* What the task requires
Of the lines listed below, return exactly those that run from the line containing "TARGET = red fabric" through the line containing "TARGET = white background", both included.

* Natural language region descriptions
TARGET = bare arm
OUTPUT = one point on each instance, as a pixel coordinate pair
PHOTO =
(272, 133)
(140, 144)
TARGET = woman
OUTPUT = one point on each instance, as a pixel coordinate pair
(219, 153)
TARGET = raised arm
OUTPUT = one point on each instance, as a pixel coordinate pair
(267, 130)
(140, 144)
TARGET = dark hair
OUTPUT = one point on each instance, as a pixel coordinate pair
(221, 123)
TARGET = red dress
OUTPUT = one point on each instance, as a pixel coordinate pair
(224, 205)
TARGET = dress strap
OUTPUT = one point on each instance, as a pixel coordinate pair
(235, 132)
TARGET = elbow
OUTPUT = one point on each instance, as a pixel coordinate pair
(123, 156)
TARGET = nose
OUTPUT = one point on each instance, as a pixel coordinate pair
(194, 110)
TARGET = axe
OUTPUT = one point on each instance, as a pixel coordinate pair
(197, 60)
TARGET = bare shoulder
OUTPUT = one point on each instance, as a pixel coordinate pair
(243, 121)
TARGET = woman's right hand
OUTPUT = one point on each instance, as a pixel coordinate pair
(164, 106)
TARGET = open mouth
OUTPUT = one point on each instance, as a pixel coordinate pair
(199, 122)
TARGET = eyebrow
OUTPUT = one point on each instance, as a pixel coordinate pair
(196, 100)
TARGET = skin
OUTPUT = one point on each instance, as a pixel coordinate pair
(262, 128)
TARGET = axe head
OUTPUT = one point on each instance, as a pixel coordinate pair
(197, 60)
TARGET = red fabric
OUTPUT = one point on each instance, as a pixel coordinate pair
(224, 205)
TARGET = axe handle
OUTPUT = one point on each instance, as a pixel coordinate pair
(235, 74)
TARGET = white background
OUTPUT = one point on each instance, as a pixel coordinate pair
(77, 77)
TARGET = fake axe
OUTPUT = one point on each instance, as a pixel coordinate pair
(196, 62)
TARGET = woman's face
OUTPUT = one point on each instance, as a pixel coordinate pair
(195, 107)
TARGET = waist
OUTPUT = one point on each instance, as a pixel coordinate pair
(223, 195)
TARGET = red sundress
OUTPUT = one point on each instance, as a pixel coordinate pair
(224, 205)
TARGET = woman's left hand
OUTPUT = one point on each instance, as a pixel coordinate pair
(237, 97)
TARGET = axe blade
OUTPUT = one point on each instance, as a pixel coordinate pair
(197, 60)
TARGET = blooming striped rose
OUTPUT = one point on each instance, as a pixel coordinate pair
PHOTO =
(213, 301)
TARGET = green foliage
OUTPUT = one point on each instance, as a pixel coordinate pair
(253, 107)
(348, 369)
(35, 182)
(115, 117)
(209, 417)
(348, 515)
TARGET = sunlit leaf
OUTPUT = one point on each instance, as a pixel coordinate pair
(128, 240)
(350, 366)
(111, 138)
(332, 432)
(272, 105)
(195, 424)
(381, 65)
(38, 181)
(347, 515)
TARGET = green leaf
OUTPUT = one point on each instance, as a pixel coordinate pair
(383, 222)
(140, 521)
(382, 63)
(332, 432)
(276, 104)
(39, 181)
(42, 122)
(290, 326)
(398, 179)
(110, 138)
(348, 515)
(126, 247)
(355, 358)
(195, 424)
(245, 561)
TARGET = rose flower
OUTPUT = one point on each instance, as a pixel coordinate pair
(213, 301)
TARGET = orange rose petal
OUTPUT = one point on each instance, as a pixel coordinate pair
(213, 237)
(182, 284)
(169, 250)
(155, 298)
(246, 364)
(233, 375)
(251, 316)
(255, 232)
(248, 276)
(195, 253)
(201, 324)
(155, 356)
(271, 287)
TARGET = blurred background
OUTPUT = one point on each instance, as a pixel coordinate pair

* Output
TARGET = red fabric
OUTPUT = one point on each instance, as a pixel coordinate pair
(224, 205)
TARGET = axe handle
OUTPUT = one point on each instance, as a pixel coordinate pair
(235, 74)
TARGET = white background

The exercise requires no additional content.